#### BUT DE L'EXERCICE:
Poursuivez le récit de voyage en reprenant juste après sa dernière phrase.

#### TEXTE EXTRAIT:
════════

Nous avons décidé d’attendre l’ouverture de l’ambassade sur la terrasse de l’hôtel où nous avons l’habitude de descendre. Pour cela, nous prenons le métro, juste à l’heure de pointe : pas génial avec les sacs ! Parvenus à la guesthouse, nous nous affalons sur les chaises en plastique rangées sur le trottoir, le long de la vitrine. Un peu gêné de profiter ainsi de la situation, je préfère attraper mon appareil et partir dans le quartier faire quelques photos. Chantal qui a moins de scrupules que moi choisit de rester lire. À 14 heures, nous prenons place, avec tout notre barda, dans la queue devant l’entrée de l’ambassade indonésienne. Quelques instants plus tard, Chantal, qui gardait les sacs sur le trottoir, me voit revenir avec le sourire aux lèvres : j’ai les sésames à la main. Cela nous évitera de prolonger les visas une fois à Bali, opération toujours fastidieuse. Nous gagnons ensuite le Siam Center et nous installons confortablement dans de grands fauteuils en velours. Pour passer le temps, nous partons, chacun notre tour, flâner dans les allées du centre commercial luxueux et assister à quelques morceaux d’un boys bandpour minettes qui s’y produit…
Dans le quartier de la gare, je repère un stand de rue qui grille la volaille. Je choisis deux grosses parts que la dame me met dans un sac plastique. On les mangera plus tard. J’achète aussi quatre sandwiches frits, deux au thon et deux au poulet, auprès d’une petite mamie. En fait, nous n’attendons pas d’être dans le train pour commencer à les grignoter, nous les dévorons aussitôt assis sur les sièges du grand hall. Dans la précipitation, je me renverse toute la sauce des poulets sur le bermuda. C’est la première fois du voyage que Monsieur Tâches revient m’embêter ! Évidemment, Chantal est pliée de rire… Pas moi !

════════

#### LES ENTRÉES:
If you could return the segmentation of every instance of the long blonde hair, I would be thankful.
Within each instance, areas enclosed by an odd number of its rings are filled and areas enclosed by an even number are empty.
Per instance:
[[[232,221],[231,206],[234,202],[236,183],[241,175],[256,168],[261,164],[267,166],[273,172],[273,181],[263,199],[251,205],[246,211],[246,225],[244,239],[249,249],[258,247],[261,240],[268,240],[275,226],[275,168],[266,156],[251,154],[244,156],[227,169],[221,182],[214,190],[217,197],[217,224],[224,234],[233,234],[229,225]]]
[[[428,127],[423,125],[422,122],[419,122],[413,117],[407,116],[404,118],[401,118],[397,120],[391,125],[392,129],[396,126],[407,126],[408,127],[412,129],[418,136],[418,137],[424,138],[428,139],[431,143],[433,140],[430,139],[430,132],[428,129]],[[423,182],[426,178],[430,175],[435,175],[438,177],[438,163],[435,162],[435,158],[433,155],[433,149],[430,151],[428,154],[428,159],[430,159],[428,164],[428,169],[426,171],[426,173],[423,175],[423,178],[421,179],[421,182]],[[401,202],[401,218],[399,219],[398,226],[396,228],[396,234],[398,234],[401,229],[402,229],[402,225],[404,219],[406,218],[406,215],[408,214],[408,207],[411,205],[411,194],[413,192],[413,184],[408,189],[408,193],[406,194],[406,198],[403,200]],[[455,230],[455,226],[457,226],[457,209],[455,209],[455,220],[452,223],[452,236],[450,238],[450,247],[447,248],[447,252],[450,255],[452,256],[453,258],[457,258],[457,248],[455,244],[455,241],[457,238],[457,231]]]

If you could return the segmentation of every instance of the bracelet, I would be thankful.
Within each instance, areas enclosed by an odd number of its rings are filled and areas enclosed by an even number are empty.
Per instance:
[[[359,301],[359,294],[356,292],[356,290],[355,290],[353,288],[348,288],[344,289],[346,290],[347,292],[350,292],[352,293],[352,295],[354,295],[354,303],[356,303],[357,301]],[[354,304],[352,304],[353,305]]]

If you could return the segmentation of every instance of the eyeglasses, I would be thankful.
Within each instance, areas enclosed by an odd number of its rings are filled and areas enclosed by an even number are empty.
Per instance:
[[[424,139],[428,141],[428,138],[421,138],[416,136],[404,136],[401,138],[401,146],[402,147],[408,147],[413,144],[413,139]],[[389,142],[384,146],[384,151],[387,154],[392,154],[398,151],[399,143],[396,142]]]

════════

#### RÉSULTAT:
Pour cette fois, nous avons réservé une couchette basse et une couchette haute. Chantal qui dort presque n’importe où me laisse choisir celle du bas. Je lui suis reconnaissant et pionce vraiment bien cette nuit, même avec le groupe de jeunes nordiques qui n’arrêtent pas de s’abreuver comme voisins ! Lorsque j’ouvre un œil, le soleil rougit déjà l’horizon. Nous arrivons à Surat Thani, où un minivan pour Krabi doit nous attendre. En fait de minivan, c’est un vieux car, un peu pourri, qui nous dépose quelques kilomètres plus loin sur le bord de la route devant une sorte de maison en tôle qui se fait appeler bus station ! Le van, archi bourré, partira de là. Mais, d’abord, nous devons patienter une bonne demi-heure avant que le chauffeur ne veuille bien démarrer !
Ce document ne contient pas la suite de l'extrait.